PROBLEM TO SOLVE: Quote the records verbatim from the beginning up to and including the line that contains "[0,0,1024,183]".

TASK INPUT:
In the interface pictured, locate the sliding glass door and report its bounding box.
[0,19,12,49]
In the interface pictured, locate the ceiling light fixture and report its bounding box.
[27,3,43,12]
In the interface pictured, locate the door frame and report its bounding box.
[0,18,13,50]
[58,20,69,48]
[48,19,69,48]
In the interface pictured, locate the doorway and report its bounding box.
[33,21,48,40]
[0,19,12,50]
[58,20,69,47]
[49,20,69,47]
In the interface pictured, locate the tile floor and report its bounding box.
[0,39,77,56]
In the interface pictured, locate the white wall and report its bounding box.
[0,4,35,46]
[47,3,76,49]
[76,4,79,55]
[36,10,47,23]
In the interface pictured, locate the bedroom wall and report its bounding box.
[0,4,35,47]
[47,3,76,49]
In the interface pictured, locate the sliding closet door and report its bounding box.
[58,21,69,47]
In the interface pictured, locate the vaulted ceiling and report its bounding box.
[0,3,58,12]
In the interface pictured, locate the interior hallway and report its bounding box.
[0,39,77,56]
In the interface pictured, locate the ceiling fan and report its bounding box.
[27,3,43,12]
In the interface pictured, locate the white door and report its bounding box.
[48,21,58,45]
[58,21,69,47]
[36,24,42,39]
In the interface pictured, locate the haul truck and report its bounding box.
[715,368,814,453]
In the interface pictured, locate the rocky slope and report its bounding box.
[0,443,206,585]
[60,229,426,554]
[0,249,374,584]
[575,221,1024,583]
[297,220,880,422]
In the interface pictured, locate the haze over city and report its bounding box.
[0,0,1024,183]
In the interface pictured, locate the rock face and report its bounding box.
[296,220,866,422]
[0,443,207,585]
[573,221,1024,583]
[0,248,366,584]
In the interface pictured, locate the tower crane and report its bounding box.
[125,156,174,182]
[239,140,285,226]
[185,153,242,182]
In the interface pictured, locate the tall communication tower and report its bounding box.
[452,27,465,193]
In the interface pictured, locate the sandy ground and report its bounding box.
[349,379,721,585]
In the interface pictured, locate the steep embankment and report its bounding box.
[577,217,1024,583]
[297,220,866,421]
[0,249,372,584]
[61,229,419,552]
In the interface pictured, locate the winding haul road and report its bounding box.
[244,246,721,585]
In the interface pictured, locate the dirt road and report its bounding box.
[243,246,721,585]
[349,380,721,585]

TASK ANSWER:
In the interface pictured, locate the sliding glass door and report its bounding box.
[0,19,12,49]
In the interface pictured, locate the ceiling light fixture and report its bounding box.
[27,3,43,12]
In the interface pictured, locate the door frame and report its bounding box.
[0,18,13,50]
[58,20,69,48]
[48,19,69,48]
In the interface pictured, locate the doorway and report its bounding box.
[33,21,48,40]
[0,19,12,50]
[58,20,69,47]
[49,20,69,47]
In the interface pictured, locate the tile floor and report its bounding box.
[0,39,77,56]
In the interface pictured, locate the white wall and report its bounding box.
[0,4,35,46]
[47,3,76,49]
[76,4,79,55]
[36,10,47,23]
In the interface pictured, locate the bedroom wall and report its bounding box.
[0,4,35,47]
[47,3,76,49]
In the interface pictured, locate the sliding closet door and report its bounding box.
[58,21,69,47]
In the interface pictured, locate the vaulted ceiling and report its bounding box.
[0,3,58,12]
In the interface pictured, locate the interior hallway and report its bounding box.
[0,39,77,56]
In the interface pictured, locate the ceiling fan and report its bounding box.
[27,3,43,12]
In the interface pictured, locate the white door and report its bounding box.
[48,21,58,45]
[58,21,69,47]
[36,24,42,39]
In the interface pictured, locate the haul truck and report its bounding box.
[715,368,814,453]
In the interface pictured, locate the rocky slope and report its bounding box.
[0,443,206,585]
[60,229,426,554]
[0,249,374,584]
[575,221,1024,583]
[297,220,880,422]
In the interface pictured, locate the haze over city and report its bounding box.
[0,0,1024,183]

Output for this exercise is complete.